[WORK REQUIRED] Reproduce the lines from the beginning of the records up to and including the line containing "positive clicks: (144, 141)", leaving out any pictures.

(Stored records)
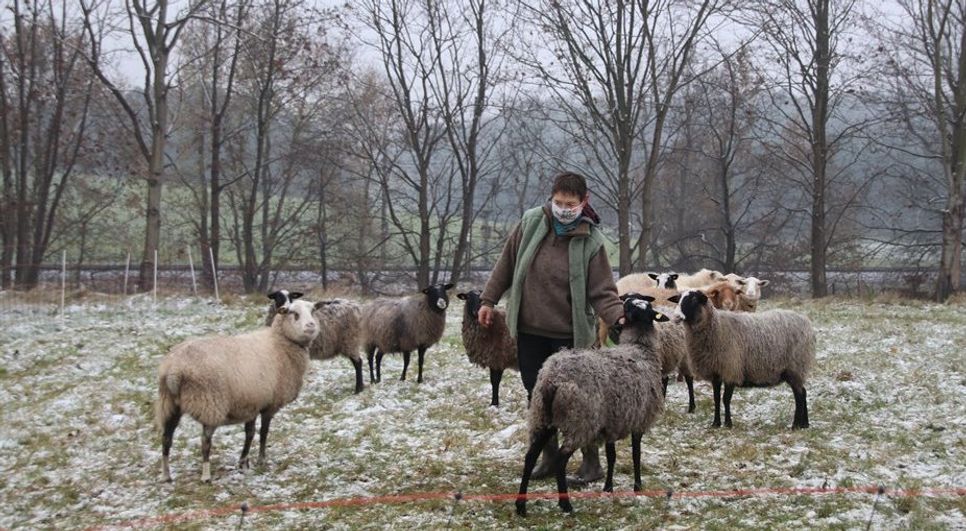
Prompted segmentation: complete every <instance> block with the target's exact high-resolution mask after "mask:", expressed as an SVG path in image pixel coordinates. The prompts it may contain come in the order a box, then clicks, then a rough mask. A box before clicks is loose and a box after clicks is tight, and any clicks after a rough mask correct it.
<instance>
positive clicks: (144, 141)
mask: <svg viewBox="0 0 966 531" xmlns="http://www.w3.org/2000/svg"><path fill="white" fill-rule="evenodd" d="M206 3H207V0H197V1H194V2H189V3H188V5H187V6H185V7H184V8H183V9H182V10H180V11H179V12H177V13H172V12H170V8H171V7H172V2H171V0H153V1H149V0H125V2H124V10H123V12H122V13H121V17H123V18H124V19H125V21H126V28H125V31H124V34H125V36H126V38H127V39H130V43H131V46H132V47H133V48H134V49H135V50H136V51H137V55H138V58H139V59H140V60H141V66H142V67H143V69H144V85H143V87H141V88H140V89H139V90H138V91H137V93H136V94H132V93H131V92H128V91H126V90H124V89H123V88H122V86H121V85H119V84H118V83H116V82H115V81H113V80H112V79H111V78H110V76H109V75H108V73H109V72H108V68H107V65H106V64H105V63H104V61H103V54H102V52H103V43H104V38H105V35H106V33H107V32H108V29H107V27H108V25H109V22H108V21H106V20H103V19H99V20H96V19H95V18H96V17H98V16H108V17H110V18H113V17H114V14H113V13H112V12H111V6H110V3H105V4H99V3H97V0H80V6H81V10H82V12H83V20H84V27H85V29H86V31H87V34H88V41H89V45H90V53H89V55H88V57H87V60H88V63H89V64H90V66H91V68H93V70H94V72H95V73H96V75H97V77H98V78H99V79H100V80H101V82H102V83H103V84H104V86H105V87H107V89H108V90H109V91H110V92H111V93H112V94H113V95H114V97H115V98H116V99H117V102H118V103H119V104H120V106H121V108H122V109H123V114H124V115H125V116H126V119H127V120H128V121H129V125H130V131H131V132H132V134H133V136H134V138H135V140H136V142H137V144H138V146H139V148H140V151H141V155H142V156H143V157H144V160H145V162H146V164H147V167H148V168H147V170H148V171H147V175H146V176H145V181H146V184H147V204H146V205H145V212H146V216H147V217H146V228H145V235H144V251H143V254H142V258H141V267H140V275H139V278H138V287H139V289H140V290H142V291H146V290H149V289H151V288H152V287H153V282H154V280H153V277H152V275H151V271H152V269H153V266H154V252H155V251H156V250H157V249H158V247H159V246H160V244H161V190H162V186H163V184H164V169H165V146H166V143H167V138H168V134H169V133H170V131H169V120H170V118H171V117H170V109H169V108H168V95H169V93H170V91H171V88H172V83H173V80H174V79H175V76H174V75H173V72H171V71H170V69H169V66H170V61H171V58H172V56H173V54H174V52H175V50H176V48H177V46H178V43H179V40H180V37H181V32H182V31H183V30H184V28H185V26H186V25H187V24H188V22H189V21H190V20H192V18H193V17H194V16H195V15H196V14H197V13H198V12H199V11H200V10H201V9H202V8H203V7H204V6H205V4H206Z"/></svg>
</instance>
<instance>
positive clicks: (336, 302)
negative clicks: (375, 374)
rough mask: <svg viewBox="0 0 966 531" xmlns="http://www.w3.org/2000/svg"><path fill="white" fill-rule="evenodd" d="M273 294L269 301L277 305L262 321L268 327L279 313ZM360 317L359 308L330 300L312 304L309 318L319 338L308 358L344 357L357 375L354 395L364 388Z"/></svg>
mask: <svg viewBox="0 0 966 531" xmlns="http://www.w3.org/2000/svg"><path fill="white" fill-rule="evenodd" d="M282 291H284V290H282ZM276 293H278V292H276ZM272 295H274V294H271V295H269V298H272V299H273V300H275V301H276V303H275V304H273V305H271V306H270V307H269V309H268V314H267V316H266V319H265V321H266V324H268V325H270V324H271V323H272V319H274V318H275V315H277V314H278V307H277V304H278V300H277V299H276V298H273V297H272ZM361 314H362V306H361V305H359V304H358V303H356V302H353V301H350V300H346V299H329V300H324V301H319V302H317V303H315V309H314V310H313V311H312V316H313V317H314V318H315V320H316V321H317V322H318V323H319V335H318V336H317V337H316V338H315V340H314V341H312V344H311V345H309V357H310V358H311V359H314V360H328V359H332V358H334V357H336V356H343V357H345V358H348V359H349V361H351V362H352V367H353V368H354V369H355V373H356V388H355V392H356V393H361V392H362V390H363V388H364V385H363V381H362V355H361V354H360V353H359V347H361V339H362V337H361V335H362V330H361V327H360V323H359V320H360V316H361Z"/></svg>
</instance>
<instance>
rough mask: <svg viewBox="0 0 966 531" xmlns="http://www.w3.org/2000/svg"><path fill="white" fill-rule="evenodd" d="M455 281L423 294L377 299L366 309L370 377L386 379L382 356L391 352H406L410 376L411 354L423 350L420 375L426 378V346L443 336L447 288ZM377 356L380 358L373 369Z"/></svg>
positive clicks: (363, 314)
mask: <svg viewBox="0 0 966 531" xmlns="http://www.w3.org/2000/svg"><path fill="white" fill-rule="evenodd" d="M451 289H453V285H452V284H435V285H432V286H429V287H427V288H425V289H423V290H422V291H421V292H420V293H419V294H415V295H410V296H408V297H403V298H398V299H376V300H374V301H372V302H370V303H369V304H366V305H365V307H363V309H362V336H363V340H362V343H363V345H365V351H366V355H367V357H368V360H369V380H370V381H371V382H378V381H381V380H382V356H383V355H384V354H388V353H390V352H402V353H403V374H402V377H401V378H400V380H405V379H406V370H407V369H408V368H409V356H410V354H411V353H412V351H413V350H416V351H418V352H419V376H418V377H417V379H416V381H417V382H419V383H422V381H423V360H424V358H425V355H426V349H428V348H429V347H431V346H433V345H435V344H436V343H437V342H438V341H439V340H440V338H441V337H443V329H444V328H445V327H446V308H448V307H449V296H448V295H447V294H446V292H447V290H451ZM373 357H375V360H376V368H375V372H373V365H372V361H373Z"/></svg>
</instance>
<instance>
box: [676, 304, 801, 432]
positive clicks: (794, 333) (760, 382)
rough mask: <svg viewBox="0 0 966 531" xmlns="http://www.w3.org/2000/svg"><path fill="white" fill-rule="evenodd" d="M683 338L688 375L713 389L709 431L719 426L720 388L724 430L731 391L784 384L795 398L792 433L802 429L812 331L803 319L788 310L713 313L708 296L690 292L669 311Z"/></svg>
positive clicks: (730, 398)
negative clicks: (685, 353)
mask: <svg viewBox="0 0 966 531" xmlns="http://www.w3.org/2000/svg"><path fill="white" fill-rule="evenodd" d="M675 318H676V320H683V321H684V324H685V330H687V336H688V354H689V357H690V360H691V368H692V370H693V371H694V374H695V375H696V376H697V377H699V378H702V379H705V380H709V381H710V382H711V385H712V388H713V390H714V422H713V424H712V426H713V427H720V426H721V416H720V409H721V405H720V404H721V384H722V383H724V385H725V389H724V406H725V426H726V427H729V428H730V427H731V394H732V393H733V392H734V389H735V387H771V386H774V385H778V384H779V383H781V382H786V383H788V385H789V386H790V387H791V388H792V393H793V394H794V395H795V419H794V421H793V422H792V428H793V429H799V428H807V427H808V406H807V404H806V398H805V381H806V379H807V378H808V373H809V371H810V370H811V368H812V365H814V363H815V332H814V331H813V330H812V323H811V321H809V319H808V317H805V316H804V315H801V314H799V313H796V312H792V311H788V310H770V311H766V312H761V313H739V312H728V311H718V310H716V309H715V308H714V306H713V305H712V304H711V303H710V301H709V299H708V296H707V295H705V294H704V293H703V292H701V291H699V290H690V291H688V292H686V293H685V294H684V295H682V296H681V300H680V302H679V304H678V308H677V309H676V310H675Z"/></svg>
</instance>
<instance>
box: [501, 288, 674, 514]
mask: <svg viewBox="0 0 966 531" xmlns="http://www.w3.org/2000/svg"><path fill="white" fill-rule="evenodd" d="M624 314H625V320H626V322H625V325H624V327H623V331H622V332H621V337H620V343H621V344H620V345H618V346H616V347H611V348H606V349H601V350H595V349H579V350H569V351H567V350H565V351H562V352H560V353H557V354H555V355H553V356H551V357H550V358H549V359H548V360H547V362H546V363H545V364H544V366H543V368H542V369H540V375H539V376H538V377H537V384H536V387H535V388H534V390H533V401H532V403H531V405H530V412H529V415H530V416H529V435H530V447H529V449H528V450H527V454H526V458H525V459H524V467H523V477H522V479H521V481H520V492H519V495H518V496H517V500H516V509H517V514H519V515H521V516H523V515H526V510H527V509H526V503H527V498H526V494H527V486H528V484H529V482H530V476H531V473H532V472H533V467H534V465H535V464H536V462H537V456H539V455H540V452H541V450H542V449H543V447H544V446H545V445H546V444H547V441H548V440H550V438H551V437H552V436H553V435H554V434H555V433H557V432H558V431H559V433H560V439H561V444H560V451H559V454H558V457H557V462H556V477H557V492H558V494H559V499H558V504H559V505H560V508H561V509H562V510H563V511H565V512H571V511H572V510H573V507H572V505H571V503H570V500H569V498H568V496H567V477H566V467H567V461H568V460H569V459H570V456H571V455H572V454H573V453H574V451H575V450H576V449H577V448H583V447H585V446H589V445H594V444H596V443H597V442H598V440H599V439H603V440H604V443H605V448H606V453H607V477H606V480H605V482H604V491H606V492H610V491H612V490H613V481H614V460H615V456H616V448H615V446H614V442H615V441H617V440H620V439H623V438H624V437H627V436H628V435H630V436H631V450H632V455H633V459H634V490H635V491H639V490H640V489H641V437H642V436H643V435H644V433H646V432H647V431H648V430H649V429H650V428H651V426H652V425H653V424H654V422H655V421H656V420H657V418H658V416H659V415H660V414H661V412H662V411H663V409H664V397H663V395H662V394H661V359H660V354H659V353H658V352H657V348H656V345H655V344H654V338H655V336H654V321H666V320H667V317H666V316H664V315H662V314H661V313H660V312H656V311H655V310H654V309H653V308H652V307H651V305H650V303H649V302H648V301H647V300H646V298H629V299H627V300H625V301H624Z"/></svg>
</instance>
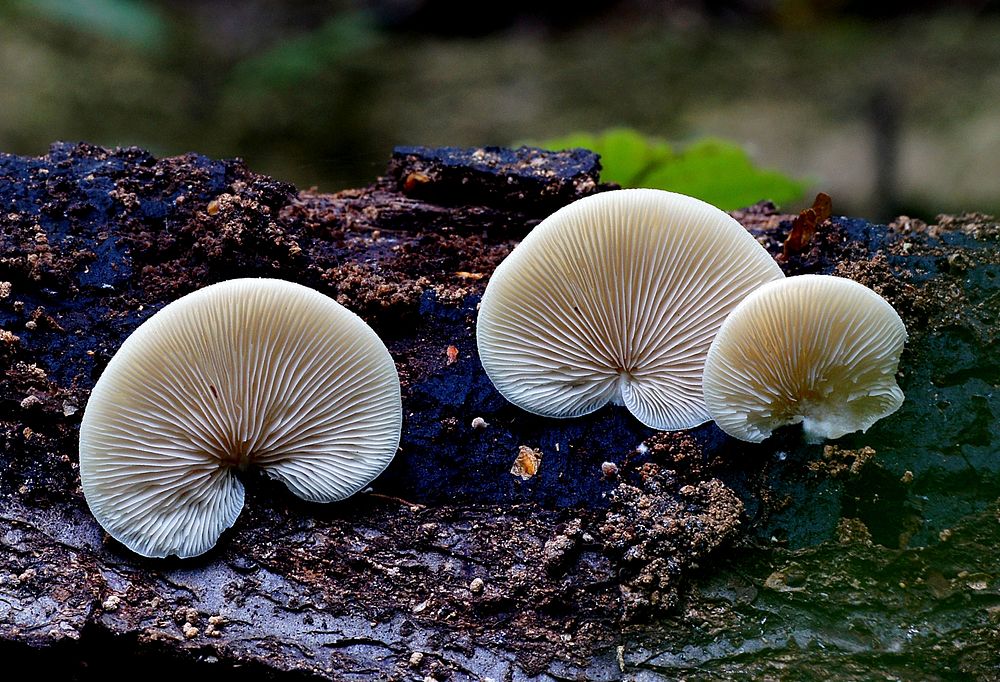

[TASK ANSWER]
Prompted segmentation: complete every <instance> block with the target's exact high-resolution mask after "mask:", expressed as an SVG path in image pixel coordinates. The prompts it may contain come in the order a box, then clicks, then a rough mask. A box before clicks is loose and a box after clicks is tight, and any clicks after a rough mask correct it.
<instance>
positive clicks: (144, 141)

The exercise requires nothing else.